Data for analysis: Begin

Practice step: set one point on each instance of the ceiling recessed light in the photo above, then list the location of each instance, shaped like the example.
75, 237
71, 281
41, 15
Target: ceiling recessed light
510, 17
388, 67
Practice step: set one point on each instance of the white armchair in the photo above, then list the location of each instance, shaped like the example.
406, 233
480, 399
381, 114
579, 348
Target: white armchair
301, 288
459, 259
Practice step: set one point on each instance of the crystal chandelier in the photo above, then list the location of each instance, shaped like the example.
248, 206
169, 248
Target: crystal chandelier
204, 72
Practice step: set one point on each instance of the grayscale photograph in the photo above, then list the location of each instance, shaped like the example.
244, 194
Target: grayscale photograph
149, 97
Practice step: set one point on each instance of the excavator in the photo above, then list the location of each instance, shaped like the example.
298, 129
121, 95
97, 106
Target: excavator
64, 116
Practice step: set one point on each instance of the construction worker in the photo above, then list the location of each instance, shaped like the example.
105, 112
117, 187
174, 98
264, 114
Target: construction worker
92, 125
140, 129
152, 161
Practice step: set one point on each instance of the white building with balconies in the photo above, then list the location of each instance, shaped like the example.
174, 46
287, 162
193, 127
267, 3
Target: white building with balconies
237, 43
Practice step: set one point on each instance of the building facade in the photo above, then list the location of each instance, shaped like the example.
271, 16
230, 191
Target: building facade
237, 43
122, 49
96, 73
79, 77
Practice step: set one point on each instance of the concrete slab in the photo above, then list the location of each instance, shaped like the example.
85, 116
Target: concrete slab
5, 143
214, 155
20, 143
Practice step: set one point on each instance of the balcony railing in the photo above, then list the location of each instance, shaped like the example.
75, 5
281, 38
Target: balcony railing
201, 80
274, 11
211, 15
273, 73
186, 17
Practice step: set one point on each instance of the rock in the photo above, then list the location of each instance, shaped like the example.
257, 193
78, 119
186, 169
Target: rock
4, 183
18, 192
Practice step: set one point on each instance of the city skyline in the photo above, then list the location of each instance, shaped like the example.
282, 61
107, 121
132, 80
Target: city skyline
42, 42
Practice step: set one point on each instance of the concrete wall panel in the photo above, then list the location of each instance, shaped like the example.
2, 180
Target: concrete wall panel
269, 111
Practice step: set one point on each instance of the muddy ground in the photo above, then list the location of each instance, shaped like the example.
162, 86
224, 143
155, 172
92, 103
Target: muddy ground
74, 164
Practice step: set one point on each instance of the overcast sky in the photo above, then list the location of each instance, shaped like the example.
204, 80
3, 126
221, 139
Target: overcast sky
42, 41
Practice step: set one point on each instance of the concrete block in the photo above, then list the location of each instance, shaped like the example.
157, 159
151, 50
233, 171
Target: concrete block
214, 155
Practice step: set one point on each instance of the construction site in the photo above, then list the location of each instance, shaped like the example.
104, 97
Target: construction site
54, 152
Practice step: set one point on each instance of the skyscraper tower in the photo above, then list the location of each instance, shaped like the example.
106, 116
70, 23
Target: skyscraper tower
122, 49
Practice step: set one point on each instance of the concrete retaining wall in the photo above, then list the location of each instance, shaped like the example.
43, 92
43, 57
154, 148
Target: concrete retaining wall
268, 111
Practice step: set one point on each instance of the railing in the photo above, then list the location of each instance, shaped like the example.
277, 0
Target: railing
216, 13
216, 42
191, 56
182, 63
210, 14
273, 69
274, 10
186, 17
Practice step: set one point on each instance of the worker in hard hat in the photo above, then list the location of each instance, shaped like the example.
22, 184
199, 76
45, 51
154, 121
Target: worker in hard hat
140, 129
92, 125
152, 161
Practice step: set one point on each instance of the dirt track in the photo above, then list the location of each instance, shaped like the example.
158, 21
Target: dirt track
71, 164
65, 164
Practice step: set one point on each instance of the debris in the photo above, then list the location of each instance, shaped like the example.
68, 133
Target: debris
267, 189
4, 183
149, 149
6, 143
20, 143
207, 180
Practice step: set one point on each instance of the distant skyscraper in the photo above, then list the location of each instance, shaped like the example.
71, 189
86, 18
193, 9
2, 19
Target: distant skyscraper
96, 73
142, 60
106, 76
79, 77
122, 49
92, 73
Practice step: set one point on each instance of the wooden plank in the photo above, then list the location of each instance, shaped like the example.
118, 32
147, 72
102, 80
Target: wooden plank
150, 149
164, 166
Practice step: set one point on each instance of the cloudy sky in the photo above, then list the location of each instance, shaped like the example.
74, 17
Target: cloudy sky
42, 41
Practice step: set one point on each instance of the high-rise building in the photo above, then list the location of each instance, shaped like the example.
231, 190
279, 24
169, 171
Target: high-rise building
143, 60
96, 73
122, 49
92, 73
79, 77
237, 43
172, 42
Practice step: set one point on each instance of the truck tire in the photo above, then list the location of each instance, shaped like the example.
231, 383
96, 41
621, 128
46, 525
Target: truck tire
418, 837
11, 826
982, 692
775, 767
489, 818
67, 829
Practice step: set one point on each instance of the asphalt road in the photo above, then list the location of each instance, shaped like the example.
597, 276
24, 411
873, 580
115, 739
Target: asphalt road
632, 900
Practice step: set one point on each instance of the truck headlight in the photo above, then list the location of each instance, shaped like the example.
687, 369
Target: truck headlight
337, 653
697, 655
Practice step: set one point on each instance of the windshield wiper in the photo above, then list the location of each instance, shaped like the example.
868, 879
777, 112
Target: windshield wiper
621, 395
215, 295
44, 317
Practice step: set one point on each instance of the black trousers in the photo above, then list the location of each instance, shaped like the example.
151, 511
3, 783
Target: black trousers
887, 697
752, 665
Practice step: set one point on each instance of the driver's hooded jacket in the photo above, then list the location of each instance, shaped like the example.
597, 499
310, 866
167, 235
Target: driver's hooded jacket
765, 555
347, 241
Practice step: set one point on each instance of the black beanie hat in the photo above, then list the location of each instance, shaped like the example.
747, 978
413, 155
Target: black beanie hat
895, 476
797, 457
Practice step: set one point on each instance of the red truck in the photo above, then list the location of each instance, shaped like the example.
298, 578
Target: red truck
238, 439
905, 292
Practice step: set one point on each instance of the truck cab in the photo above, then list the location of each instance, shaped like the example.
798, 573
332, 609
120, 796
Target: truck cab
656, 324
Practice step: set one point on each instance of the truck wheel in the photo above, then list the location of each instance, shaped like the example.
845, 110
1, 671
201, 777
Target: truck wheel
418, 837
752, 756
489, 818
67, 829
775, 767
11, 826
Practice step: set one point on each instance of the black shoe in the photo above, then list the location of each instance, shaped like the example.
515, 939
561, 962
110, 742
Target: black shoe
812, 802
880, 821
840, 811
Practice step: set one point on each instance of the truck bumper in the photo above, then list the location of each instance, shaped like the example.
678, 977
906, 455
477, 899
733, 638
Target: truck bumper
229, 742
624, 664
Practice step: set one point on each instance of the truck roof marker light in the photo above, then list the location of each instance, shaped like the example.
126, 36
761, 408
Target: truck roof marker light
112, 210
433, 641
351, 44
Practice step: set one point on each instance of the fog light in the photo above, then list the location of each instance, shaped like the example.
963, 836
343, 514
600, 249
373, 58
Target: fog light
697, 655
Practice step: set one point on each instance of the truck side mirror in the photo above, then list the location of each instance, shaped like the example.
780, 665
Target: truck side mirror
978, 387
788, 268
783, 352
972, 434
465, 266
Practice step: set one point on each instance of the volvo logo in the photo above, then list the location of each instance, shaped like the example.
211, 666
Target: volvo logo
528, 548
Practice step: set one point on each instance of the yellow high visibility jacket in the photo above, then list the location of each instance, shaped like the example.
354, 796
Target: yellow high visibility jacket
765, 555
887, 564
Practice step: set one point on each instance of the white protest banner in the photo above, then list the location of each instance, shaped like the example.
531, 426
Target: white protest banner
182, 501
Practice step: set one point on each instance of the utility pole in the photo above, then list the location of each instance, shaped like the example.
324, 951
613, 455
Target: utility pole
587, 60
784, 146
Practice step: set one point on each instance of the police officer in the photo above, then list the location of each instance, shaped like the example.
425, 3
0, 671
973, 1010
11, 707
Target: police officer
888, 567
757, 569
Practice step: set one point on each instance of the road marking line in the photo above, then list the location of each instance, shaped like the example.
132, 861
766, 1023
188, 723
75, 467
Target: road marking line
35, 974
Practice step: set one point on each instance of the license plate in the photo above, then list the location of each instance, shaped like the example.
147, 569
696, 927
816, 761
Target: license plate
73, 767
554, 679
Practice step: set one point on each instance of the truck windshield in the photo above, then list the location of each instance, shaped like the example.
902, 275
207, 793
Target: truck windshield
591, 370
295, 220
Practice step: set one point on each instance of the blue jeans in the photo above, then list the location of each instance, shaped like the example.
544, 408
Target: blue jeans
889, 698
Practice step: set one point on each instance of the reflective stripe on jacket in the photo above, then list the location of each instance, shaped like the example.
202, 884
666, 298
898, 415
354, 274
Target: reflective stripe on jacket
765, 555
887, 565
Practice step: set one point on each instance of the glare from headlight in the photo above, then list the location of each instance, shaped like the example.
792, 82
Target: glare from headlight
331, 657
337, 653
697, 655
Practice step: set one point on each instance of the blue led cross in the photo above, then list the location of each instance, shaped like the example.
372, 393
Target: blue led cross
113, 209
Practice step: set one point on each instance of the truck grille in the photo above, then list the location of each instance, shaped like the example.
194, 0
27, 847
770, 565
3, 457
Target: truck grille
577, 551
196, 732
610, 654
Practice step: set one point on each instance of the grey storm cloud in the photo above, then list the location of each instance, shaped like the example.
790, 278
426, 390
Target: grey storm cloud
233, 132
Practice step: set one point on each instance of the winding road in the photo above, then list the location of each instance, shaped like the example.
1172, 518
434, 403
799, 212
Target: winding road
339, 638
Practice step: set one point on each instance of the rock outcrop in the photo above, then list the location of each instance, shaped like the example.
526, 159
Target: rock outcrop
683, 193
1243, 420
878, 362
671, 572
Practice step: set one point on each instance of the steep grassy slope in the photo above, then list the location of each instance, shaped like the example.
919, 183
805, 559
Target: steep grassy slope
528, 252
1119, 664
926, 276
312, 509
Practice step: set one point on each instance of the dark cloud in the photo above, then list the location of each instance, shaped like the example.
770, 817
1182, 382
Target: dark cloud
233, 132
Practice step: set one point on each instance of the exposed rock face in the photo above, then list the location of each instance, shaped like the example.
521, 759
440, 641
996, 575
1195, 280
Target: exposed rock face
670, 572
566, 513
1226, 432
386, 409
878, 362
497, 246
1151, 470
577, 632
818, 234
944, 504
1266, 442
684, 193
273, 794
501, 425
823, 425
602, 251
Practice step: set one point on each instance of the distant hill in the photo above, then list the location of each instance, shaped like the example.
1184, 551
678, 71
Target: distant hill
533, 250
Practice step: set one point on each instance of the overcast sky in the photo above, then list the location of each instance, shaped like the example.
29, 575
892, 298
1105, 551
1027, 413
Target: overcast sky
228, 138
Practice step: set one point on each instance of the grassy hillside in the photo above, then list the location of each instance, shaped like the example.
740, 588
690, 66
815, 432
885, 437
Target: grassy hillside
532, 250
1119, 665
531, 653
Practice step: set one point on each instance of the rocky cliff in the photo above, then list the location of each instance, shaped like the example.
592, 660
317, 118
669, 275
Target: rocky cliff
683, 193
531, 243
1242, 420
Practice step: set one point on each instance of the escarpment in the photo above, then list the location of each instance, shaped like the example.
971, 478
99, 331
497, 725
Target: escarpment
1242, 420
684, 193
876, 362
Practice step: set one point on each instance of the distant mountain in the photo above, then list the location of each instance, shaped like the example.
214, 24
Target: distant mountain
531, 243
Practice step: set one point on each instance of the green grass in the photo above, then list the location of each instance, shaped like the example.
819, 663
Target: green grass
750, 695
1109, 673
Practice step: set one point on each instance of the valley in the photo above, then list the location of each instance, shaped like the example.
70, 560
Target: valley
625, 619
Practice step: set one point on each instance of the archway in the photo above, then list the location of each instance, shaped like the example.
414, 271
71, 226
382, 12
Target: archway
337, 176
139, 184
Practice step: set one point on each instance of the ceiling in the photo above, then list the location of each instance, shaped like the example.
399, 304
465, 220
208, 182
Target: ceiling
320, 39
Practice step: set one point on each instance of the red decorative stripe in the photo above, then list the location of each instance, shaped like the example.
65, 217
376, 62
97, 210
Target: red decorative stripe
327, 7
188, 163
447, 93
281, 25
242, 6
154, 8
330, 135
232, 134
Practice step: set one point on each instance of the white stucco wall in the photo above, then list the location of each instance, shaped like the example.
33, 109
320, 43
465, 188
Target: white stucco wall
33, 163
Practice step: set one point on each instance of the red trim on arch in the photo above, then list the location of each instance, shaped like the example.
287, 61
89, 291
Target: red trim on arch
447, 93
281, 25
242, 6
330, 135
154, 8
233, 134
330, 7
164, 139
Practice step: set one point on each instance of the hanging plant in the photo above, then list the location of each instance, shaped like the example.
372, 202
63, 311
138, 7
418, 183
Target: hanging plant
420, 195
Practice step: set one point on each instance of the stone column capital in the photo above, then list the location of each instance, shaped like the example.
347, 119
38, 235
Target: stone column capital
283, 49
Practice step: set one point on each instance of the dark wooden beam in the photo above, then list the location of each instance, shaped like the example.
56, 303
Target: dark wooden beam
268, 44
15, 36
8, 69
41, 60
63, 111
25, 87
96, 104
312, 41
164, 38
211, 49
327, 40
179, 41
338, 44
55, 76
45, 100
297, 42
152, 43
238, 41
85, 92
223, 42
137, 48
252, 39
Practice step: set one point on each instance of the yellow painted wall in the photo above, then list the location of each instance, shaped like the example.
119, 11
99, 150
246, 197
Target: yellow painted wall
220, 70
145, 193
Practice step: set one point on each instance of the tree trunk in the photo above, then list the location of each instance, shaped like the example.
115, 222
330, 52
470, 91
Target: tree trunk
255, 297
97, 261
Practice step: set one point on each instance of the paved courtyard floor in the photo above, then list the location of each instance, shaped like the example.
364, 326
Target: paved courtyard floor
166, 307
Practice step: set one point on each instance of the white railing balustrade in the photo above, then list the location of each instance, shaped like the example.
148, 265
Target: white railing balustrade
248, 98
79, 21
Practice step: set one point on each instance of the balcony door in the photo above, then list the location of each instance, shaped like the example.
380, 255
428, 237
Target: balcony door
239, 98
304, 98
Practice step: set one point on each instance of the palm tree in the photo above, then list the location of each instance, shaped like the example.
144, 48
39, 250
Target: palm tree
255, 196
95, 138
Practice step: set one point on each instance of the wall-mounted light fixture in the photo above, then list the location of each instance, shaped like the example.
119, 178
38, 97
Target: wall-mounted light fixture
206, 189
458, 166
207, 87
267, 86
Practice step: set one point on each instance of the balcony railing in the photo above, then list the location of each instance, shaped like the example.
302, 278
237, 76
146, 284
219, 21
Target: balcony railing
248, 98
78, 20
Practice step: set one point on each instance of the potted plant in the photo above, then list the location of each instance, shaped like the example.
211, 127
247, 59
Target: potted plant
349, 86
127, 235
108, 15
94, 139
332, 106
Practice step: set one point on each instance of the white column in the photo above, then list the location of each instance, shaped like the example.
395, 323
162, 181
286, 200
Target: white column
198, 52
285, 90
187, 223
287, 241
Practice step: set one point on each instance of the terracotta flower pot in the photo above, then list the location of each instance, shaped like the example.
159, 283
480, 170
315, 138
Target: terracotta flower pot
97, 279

Data for analysis: End

### Instructions to follow
Each line from the one containing "Target: white column" through the last line of the entries is to be copied exactly, with no other lines added.

### Problem solution
Target: white column
198, 52
285, 90
187, 223
287, 241
Practice step: set one point on each instance of the terracotta flower pot in the photo above, then list the location of each instance, shaped like the example.
159, 283
480, 170
315, 138
Target: terracotta flower pot
97, 279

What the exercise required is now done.